To James Madison from Joseph Hamilton Daveiss, 4 November 1801
From Joseph Hamilton Daveiss
Frankfort. 4. Novr 1801.
Sir
My letter of the 9th of Septr. on the subject of your panther creek lands, remains unanswered; being sent by private hand, it may have miscarried, and I now state its contents.
Your father claimed 10,000 acres of land on panther creek, near Green-River—it was entered to adjoin Wm Moores1 10,000, who had entered to adjoin George Masons 8300; these three claimants had one common agent, Hancock Lee,2 in locating, and one, H. Taylor, in making their surveys. George Wilson under whom I claim, entered 30,000 acres—or rather surveyed that quantity, upon a larger entry, to include, all these three claims; cross caveats have been depending for many years with each claimant. That with Mason was removed into the District court of U. S. & now depends upon appeal before the supreme court at Washington. You have a Caveat against Wilson in the state court. The cross caveat against you is in the Circuit court for the U. S. That in which you are plaintiff has I Am satisfied been taken to the state court by your fathers agent, there to rest untill the event of the contest with Mason should be known, and with design to endeavour to obtain a different decision of the question in the state court, should the appeal eventuate unfavourably.3
I am informed, that upon the death of Mr James Madison, your father, this land has descended or been devised to you and the suit is r[ev]ived in yr name. I refer you to the papers of the case of Wilson vs Mason in the Supreme court the platt in which will shew you, with the inclosed entries,4 the true state of these claims, and that they turn on the same question & circumstances with Masons. I have therefore now to propose before the event of the case of Mason is known (& which will be known in Decer) to agree that our dispute shall end according to the decision of it. For tho, if that cause should terminate against me, I should surely be justifiable in dismissing my Caveat in the Circuit court & bringing it in the state court, for the very purpose Mr. Madison’s agent has put his there—yet, I would even to save a valuable property feel the deepest reluctance in such a measure: For if different adjudications on our land law are made by these two courts the greatest evils must attend it in this country—especially on a question of so extensive influence. Two laws of property are at once established; two hostile principles of Tenure. And supposing each court decides for the plaintiff, the powers of the two courts are at once brought to ⟨a⟩ trial, whose judgment the Register shall obey. I am entire owner, now, of this 30,000 acres in name of Wilson; I am persuaded the State court would conform to the decision of the Sup. court, but lest they should not, and at any event, to prevent a tedious and expensive controversy between us, I make this proposal. If you accept of it before the 1st of December, when the Sup. court will meet, and notify me of it, you are to consider this proposal, so accepted, as creating a stipulation absolutely obligatory on me, and entitling your counsel in Kentucky to have the final judgment entered for you, if the sup court decides in favour of Mason. If you accept, you will advise your agent & counsell here of it, that such an entry may be made for me should the judgment at Washington entitle me.

+++++

- **TASK TO COMPLETE**
According to the letter, how many acres of land on Panther Creek did Madison's father claim? Answer using only the letter.

+++++

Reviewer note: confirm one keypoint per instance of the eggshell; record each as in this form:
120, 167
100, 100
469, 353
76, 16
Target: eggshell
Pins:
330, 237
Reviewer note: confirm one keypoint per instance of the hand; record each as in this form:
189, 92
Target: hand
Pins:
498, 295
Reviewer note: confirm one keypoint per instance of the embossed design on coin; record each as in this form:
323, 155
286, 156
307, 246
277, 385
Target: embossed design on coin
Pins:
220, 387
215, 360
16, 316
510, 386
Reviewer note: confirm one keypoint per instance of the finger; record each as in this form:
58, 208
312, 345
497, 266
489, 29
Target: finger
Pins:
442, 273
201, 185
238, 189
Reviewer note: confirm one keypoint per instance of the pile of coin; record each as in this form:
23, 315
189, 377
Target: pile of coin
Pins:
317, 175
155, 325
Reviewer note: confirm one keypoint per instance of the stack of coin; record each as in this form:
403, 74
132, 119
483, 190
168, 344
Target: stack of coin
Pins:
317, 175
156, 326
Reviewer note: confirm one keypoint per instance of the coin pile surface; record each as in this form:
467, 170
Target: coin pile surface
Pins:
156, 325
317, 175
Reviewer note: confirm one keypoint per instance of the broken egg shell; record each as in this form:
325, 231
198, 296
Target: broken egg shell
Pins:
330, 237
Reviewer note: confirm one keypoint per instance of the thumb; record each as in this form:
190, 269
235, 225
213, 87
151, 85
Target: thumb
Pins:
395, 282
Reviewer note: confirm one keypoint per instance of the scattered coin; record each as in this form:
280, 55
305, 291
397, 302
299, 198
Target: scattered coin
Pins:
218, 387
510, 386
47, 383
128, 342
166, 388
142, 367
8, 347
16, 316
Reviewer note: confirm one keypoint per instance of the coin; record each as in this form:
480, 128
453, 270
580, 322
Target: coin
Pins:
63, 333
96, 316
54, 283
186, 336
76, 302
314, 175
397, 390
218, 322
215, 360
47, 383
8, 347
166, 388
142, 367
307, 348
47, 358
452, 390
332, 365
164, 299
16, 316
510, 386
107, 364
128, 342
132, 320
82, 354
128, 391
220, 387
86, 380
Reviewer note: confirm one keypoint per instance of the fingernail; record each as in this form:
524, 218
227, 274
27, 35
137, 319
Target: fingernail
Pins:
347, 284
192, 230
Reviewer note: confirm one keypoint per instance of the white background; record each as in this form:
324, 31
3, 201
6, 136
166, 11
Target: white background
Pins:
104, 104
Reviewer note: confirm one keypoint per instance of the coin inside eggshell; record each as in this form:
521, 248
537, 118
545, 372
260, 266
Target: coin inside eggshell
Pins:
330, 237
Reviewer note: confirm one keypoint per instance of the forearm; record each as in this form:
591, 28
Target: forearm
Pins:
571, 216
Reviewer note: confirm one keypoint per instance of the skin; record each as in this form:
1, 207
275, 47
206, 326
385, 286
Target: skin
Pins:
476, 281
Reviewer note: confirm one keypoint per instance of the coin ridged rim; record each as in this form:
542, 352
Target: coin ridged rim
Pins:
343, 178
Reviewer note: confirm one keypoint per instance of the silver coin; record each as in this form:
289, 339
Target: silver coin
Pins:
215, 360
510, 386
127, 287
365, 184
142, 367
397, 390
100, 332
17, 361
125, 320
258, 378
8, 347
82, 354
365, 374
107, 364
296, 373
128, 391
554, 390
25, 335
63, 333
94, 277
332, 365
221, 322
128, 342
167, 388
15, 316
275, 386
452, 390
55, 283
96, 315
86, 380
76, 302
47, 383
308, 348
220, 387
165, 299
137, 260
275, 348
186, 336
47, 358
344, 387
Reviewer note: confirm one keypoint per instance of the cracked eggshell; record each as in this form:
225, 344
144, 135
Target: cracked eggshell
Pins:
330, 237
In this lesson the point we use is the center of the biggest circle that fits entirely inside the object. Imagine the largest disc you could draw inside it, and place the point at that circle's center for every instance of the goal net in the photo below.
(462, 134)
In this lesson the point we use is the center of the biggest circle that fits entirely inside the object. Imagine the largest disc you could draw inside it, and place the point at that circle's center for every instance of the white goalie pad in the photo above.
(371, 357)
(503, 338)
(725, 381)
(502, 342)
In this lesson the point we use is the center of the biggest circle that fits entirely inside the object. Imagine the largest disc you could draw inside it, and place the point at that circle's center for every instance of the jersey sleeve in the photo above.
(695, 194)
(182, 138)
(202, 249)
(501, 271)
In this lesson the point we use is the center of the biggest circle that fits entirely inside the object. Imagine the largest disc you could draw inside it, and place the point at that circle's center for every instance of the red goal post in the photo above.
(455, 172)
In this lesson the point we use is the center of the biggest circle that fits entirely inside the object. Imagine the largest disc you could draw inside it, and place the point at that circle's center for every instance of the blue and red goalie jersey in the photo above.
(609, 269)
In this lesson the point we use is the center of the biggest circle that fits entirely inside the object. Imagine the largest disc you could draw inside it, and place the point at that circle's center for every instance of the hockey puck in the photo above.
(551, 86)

+++++

- **PROBLEM SOLUTION**
10,000 acres.